▸ **What is needed**:
Transcribe all the records with complete accuracy.

○ ○ ○

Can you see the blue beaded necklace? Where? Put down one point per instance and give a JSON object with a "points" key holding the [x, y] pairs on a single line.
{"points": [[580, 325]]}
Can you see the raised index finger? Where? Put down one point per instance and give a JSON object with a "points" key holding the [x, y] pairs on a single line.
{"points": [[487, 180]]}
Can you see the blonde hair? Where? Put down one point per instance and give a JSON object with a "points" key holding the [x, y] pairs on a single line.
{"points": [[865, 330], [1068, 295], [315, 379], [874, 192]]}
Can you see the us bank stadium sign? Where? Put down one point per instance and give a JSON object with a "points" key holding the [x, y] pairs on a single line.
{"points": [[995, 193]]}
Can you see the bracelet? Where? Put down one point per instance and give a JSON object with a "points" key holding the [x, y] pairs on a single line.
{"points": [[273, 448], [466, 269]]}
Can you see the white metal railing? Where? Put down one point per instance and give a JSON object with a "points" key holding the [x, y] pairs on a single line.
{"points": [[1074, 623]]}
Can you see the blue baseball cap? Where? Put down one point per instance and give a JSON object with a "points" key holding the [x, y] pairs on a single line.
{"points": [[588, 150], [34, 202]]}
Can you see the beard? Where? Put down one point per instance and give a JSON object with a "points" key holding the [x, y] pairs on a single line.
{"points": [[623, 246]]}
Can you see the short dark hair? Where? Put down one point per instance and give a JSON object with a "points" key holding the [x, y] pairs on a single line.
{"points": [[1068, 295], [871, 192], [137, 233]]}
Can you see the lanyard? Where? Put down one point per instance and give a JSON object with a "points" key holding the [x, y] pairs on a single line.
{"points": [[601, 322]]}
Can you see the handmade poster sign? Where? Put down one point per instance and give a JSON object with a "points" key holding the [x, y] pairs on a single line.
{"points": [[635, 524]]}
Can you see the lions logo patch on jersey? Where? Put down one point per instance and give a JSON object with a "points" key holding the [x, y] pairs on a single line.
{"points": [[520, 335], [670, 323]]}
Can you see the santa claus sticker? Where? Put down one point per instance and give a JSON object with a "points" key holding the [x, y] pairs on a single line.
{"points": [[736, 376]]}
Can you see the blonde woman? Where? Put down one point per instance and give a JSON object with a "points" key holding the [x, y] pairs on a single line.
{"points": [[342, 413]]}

○ ○ ○

▸ **Exercise result**:
Can you see the blue beaded necklace? Where? Put down one point per instance and give a JSON object with a "points" key holding the [x, y] pairs on a single line.
{"points": [[580, 325]]}
Can you see the raised index finger? Where? Put down one point per instance and give a JSON object with a "points" key holding the [x, y] pairs on a single line.
{"points": [[487, 180]]}
Can you see the blonde hair? Where? Put down one point per instance and give a JSON object with a "points" key holding the [x, y] pairs on a single line.
{"points": [[865, 330], [1068, 295], [315, 379], [874, 192]]}
Can you see the us bank stadium sign? Where? Put down one point per instance and give a JSON object with a "points" key holding the [x, y] pairs on a single line.
{"points": [[995, 193]]}
Can you see the bracelet? Where? Put down one point per instance and give a JSON object with a "points" key holding the [x, y] pairs on a single line.
{"points": [[273, 448], [466, 269]]}
Can you see the white metal railing? Where? Put down one point per instance and give a JSON object with a "points" key holding the [x, y] pairs on a single line.
{"points": [[1074, 623]]}
Can you see the blue baseball cap? Where? Put down one point per instance and give a JSON object with a "points" key holding the [x, y] pairs on a single line.
{"points": [[588, 150], [34, 202]]}
Can you see the beard? Where? Put down one point per instance and give a JSON object with a "points" key holding the [x, y] pairs on a single line.
{"points": [[623, 246]]}
Can you see the short dark hair? Where? Put down one point per instance and give a JSON object with a "points" key holding the [x, y] pairs on a single line.
{"points": [[1068, 295], [871, 192], [137, 233]]}
Can you see the lanyard? Where? Put down one point per instance and give a JSON object with a "points" key holding the [x, y] pairs on a single line.
{"points": [[601, 322]]}
Can you see the handmade poster sign? Where? Put down one point per instance and give a JSON object with a "points" key holding the [x, y] pairs on a single line.
{"points": [[635, 524]]}
Can you see the lions logo patch on jersey? Where? Put down one point per instance and give a JSON object with a "points" key holding the [x, y] pairs on a single line.
{"points": [[520, 335], [670, 323]]}
Can you see the santa claus sticker? Where? Put down one point per instance and give a JSON object with a "points" key holding the [x, y] pairs on a single line.
{"points": [[736, 376]]}
Can you see the blonde woman? Where? Put down one point per instance and give a JSON object with a "points" key holding the [x, y] pairs on a single line.
{"points": [[342, 413]]}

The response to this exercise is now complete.